**Document**
◇ ◇ ◇ ◇ ◇ ◇ ◇

# One SERE-ious Slingshot!



## Tobor8Man (Nov 19, 2020)

Pocket Predator SERE

Introduction

The title says it all - Pocket Predator's SERE is a great shooter. Be warned - the wide fork gap and hammer grip is not for everyone.

Grip

Hammer grip only. The pistol grip is on a par with my Heaven's Emperor (thanks Vince 4242!) - a slingshot costing twice as much.

Bands

Universal fork for OTT and TTF. Pocket Predator's attachment plates for its Pro Attachment system are listed as sold out, leaving wrap and tuck as your only attachment option. Bill included a set of smart ties, which I have not tried.

Design

In a word - cool. The SERE breaks down into a fork and a grip. The attachment clips are a snap (literally) to use. Included is an archery plate, which I have not tried. There is a Picatinny rail to add accessories, such as a flashlight. The SERE could easily be adapted into a bow-fishing rig. Or, channel your inner Q and add a laser sight.

The wide fork gaps suit my shooting style.

◇ ◇ ◇ ◇ ◇ ◇ ◇

**Objectives**
- A) List the one-word section headings that appear in the slingshot review.
- B) Return the slingshot review word for word, from "Hammer grip only." to "a laser sight.".

[Position identification records]
◇ ◇ ◇ ◇ ◇ ◇ ◇

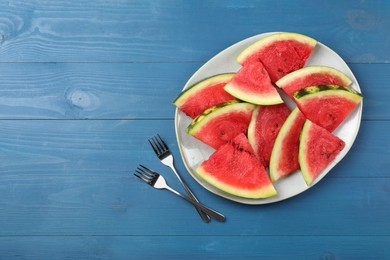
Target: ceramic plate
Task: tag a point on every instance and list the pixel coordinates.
(194, 152)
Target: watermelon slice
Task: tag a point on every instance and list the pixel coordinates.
(235, 169)
(317, 148)
(264, 127)
(327, 105)
(281, 53)
(204, 94)
(252, 84)
(284, 156)
(312, 76)
(221, 123)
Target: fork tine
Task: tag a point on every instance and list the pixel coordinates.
(147, 171)
(163, 144)
(151, 142)
(157, 144)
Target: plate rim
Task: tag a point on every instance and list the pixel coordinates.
(248, 201)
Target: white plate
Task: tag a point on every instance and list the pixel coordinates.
(194, 152)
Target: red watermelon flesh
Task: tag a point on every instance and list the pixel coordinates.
(220, 124)
(204, 94)
(235, 169)
(264, 127)
(284, 57)
(253, 84)
(312, 76)
(317, 148)
(281, 53)
(327, 105)
(284, 157)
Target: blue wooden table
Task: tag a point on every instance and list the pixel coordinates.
(84, 84)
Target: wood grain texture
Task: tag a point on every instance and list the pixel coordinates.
(74, 177)
(161, 31)
(204, 247)
(84, 84)
(130, 91)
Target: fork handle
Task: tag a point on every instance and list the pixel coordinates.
(212, 213)
(202, 213)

◇ ◇ ◇ ◇ ◇ ◇ ◇

**The responses**
- A)
Introduction
Grip
Bands
Design

- B)
Hammer grip only. The pistol grip is on a par with my Heaven's Emperor (thanks Vince 4242!) - a slingshot costing twice as much.

Bands

Universal fork for OTT and TTF. Pocket Predator's attachment plates for its Pro Attachment system are listed as sold out, leaving wrap and tuck as your only attachment option. Bill included a set of smart ties, which I have not tried.

Design

In a word - cool. The SERE breaks down into a fork and a grip. The attachment clips are a snap (literally) to use. Included is an archery plate, which I have not tried. There is a Picatinny rail to add accessories, such as a flashlight. The SERE could easily be adapted into a bow-fishing rig. Or, channel your inner Q and add a laser sight.